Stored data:
====================

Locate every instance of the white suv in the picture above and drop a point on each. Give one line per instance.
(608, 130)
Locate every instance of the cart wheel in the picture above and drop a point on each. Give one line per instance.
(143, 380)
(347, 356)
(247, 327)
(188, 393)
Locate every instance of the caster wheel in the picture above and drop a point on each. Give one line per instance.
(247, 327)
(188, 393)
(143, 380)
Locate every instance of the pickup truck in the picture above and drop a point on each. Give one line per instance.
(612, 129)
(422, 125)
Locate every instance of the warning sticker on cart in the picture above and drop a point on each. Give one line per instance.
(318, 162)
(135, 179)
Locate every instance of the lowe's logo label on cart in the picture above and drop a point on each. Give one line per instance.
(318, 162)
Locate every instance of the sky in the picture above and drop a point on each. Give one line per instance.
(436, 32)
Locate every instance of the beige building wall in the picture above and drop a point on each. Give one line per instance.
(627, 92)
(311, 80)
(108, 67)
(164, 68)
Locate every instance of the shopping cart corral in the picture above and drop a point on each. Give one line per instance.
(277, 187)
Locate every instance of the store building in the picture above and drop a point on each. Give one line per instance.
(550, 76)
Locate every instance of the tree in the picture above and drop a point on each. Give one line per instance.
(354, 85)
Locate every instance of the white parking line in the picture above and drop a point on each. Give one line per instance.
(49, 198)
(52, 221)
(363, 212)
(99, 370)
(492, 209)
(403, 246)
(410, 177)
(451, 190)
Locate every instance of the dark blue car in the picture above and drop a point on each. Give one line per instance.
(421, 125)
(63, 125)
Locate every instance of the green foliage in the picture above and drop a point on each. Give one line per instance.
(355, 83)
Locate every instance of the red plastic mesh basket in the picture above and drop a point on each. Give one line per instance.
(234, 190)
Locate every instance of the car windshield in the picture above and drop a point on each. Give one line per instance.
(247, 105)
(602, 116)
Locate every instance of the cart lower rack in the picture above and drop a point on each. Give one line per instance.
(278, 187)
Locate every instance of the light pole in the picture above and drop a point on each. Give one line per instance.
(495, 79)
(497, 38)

====================

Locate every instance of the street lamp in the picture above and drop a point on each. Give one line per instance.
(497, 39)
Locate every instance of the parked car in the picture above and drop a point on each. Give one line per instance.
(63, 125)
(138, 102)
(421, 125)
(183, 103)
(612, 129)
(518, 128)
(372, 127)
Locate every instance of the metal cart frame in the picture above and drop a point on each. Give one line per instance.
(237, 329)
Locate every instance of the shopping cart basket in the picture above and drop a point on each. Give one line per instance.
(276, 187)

====================

REQUEST: Show each line of the data above that contains the word "white".

TASK OUTPUT:
Locate every instance of the white suv in the picture above and drop a point on each. Give one line per instance.
Locate every instance of the white parking line in the picture above and drop a point on each. Give one line per instance.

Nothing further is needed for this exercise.